*文档片段*.
☆ ☆ ☆ ☆ ☆
0.9.9.123                          Friday October 13 10:16:56 2017 

其他有用的 rose 标志

  • -rose:skipfinalCompileStep // 跳过调用后端编译器来编译转换后的代码,这有助于解决一些错误
  • --edg:no_warnings // 抑制 EDG C++ 前端的警告

示例用法

[编辑 | 编辑源代码]

测试输入文件可以在 https://github.com/rose-compiler/rose-develop/tree/master/projects/autoParallelization/tests 找到。

相应的生成测试输出文件可以在:https://github.com/chunhualiao/autoPar-demo 找到。

我们在下面提供两个示例。

不使用注解

[编辑 | 编辑源代码]

输入

/* Only the inner loop can be parallelized
 */
void foo()
{
 int n=100, m=100;
 double b[n][m];
 int i,j;
 for (i=0;i<n;i++)
  for (j=0;j<m;j++)
   b[i][j]=b[i-1][j-1];
}

命令行和屏幕输出

../autoPar -rose:C99—edg:no_warnings -w -rose:verbose 0 --edg:restrict -rose:autopar:unique_indirect_index -rose:autopar:enable_patch -I../../../../sourcetree/src/frontend/SageIII -c ../../../../sourcetree/projects/autoParallelization/tests/inner_only.c

Enabling generating patch files for auto parallelization ...
Assuming all arrays used as indirect indices have unique elements (no overlapping) ...

Unparallelizable loop at line:8 due to the following dependencies:
2*2 TRUE_DEP; commonlevel = 2 CarryLevel = (0,0) Is precise SgPntrArrRefExp:b[i][j]@10:14->SgPntrArrRefExp:b[i - 1][j - 1]@10:21 == -1;* 0;||* 0;== -1;||::

Automatically parallelized a loop at line:9

输出

/* Only the inner loop can be parallelized
 */
#include "omp.h" 

void foo()
{
 int n = 100;
 int m = 100;
 double b[n][m];
 int i;
 int j;
 for (i = 0; i <= n - 1; i += 1) {
  
#pragma omp parallel for private (j) firstprivate (n,m,i)
  for (j = 0; j <= m - 1; j += 1) 
   b[i][j] = b[i - 1][j - 1];
 }
}

另一个输入

int i,j;
int a[100][100];
void foo()
{
 for (i=0;i<100;i++)
  for (j=0;j<100;j++)
   a[i][j]=a[i][j]+1;
}

输出

#include "omp.h" 
int i;
int j;
int a[100UL][100UL];

void foo()
{
 
#pragma omp parallel for private (i,j)
 for (i = 0; i <= 100 - 1; i += 1) {
  
#pragma omp parallel for private (j) firstprivate (i)
  for (j = 0; j <= 100 - 1; j += 1) 
   a[i][j] = (a[i][j] + 1);
 }
}

使用注解

[编辑 | 编辑源代码]

注解文件提供了额外的程序信息,这些信息通常难以被编译器提取,例如别名、副作用信息。
☆ ☆ ☆ ☆ ☆
*数据集内容*.
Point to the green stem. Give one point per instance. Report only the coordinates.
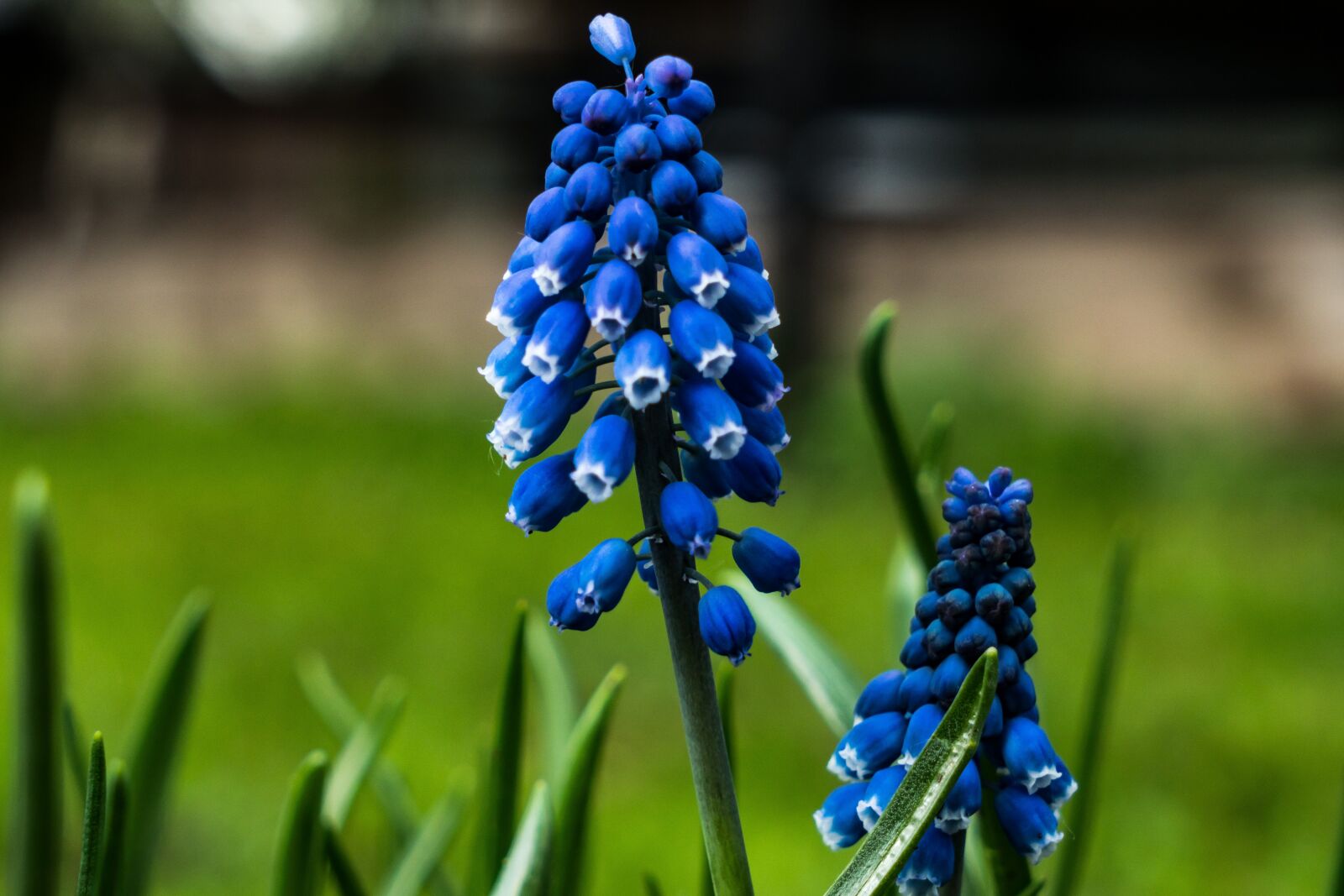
☆ ☆ ☆ ☆ ☆
*任务列表*.
**a)** 关于自动并行化的文档片段里,两段“输出”代码共有哪些以 #pragma omp 开头的行?请全部列出。
**b)** 请从关于自动并行化的文档片段最后一句之后续写下去。

*答案列表*.
**a)**
#pragma omp parallel for private (j) firstprivate (n,m,i)
#pragma omp parallel for private (i,j)
#pragma omp parallel for private (j) firstprivate (i)

**b)**
多个注解文件可以在一个命令行中加载。

../autoPar --edg:no_warnings -w -rose:verbose 0 --edg:restrict -rose:autopar:unique_indirect_index -I/home/liao6/rose/freshmaster/sourcetree/src/frontend/SageIII -c -annot /home/liao6/rose/freshmaster/sourcetree/projects/autoParallelization/tests/floatArray.annot -annot /home/liao6/rose/freshmaster/sourcetree/projects/autoParallelization/tests/funcs.annot -annot /home/liao6/rose/freshmaster/sourcetree/projects/autoParallelization/tests/Index.annot /home/liao6/rose/freshmaster/sourcetree/projects/autoParallelization/tests/interp1_elem2.C

假设所有用作间接索引的数组具有唯一元素(没有重叠)...

自动并行化了第 13 行的循环。


输入

//#include <A++.h>
#include "simpleA++.h"

void interpolate1D(class floatArray &fineGrid,class floatArray &coarseGrid)
{
 int _var_0,i;
 int _var_1;
 int fineGridSize = fineGrid.length(0);
 int coarseGridSize = coarseGrid.length(0);
// Interior fine points
 class Range If(2,_var_1 = (fineGridSize - 2),2);
 class Range Ic(1,(coarseGridSize - 1),1);
 for (i = 1; i < _var_0; i += 1) {
  fineGrid.elem(i) =fineGrid.elem(i)+1;
 }
}

注解文件

输出文件

//#include <A++.h>
#include "simpleA++.h"
#include "omp.h"

void interpolate1D(class floatArray &fineGrid,class floatArray &coarseGrid)
{
 int _var_0;
 int i;
 int _var_1;
 int fineGridSize = fineGrid . length (0);
 int coarseGridSize = coarseGrid . length (0);
// Interior fine points
 class Range If(2,_var_1 = fineGridSize - 2,2);
 class Range Ic(1,coarseGridSize - 1,1);

#pragma omp parallel for private (i) firstprivate (_var_0)
 for (i = 1; i <= _var_0 - 1; i += 1) {
  fineGrid . elem (i) = fineGrid . elem (i) + 1;
 }
}

生成补丁

[编辑 | 编辑源代码]

autoPar 接受一个选项 -rose:autopar:enable_patch 来生成一个补丁文件。因此,用户首先需要检查要插入的指令。然后,用户可以将检查过的补丁应用到他们的应用程序中。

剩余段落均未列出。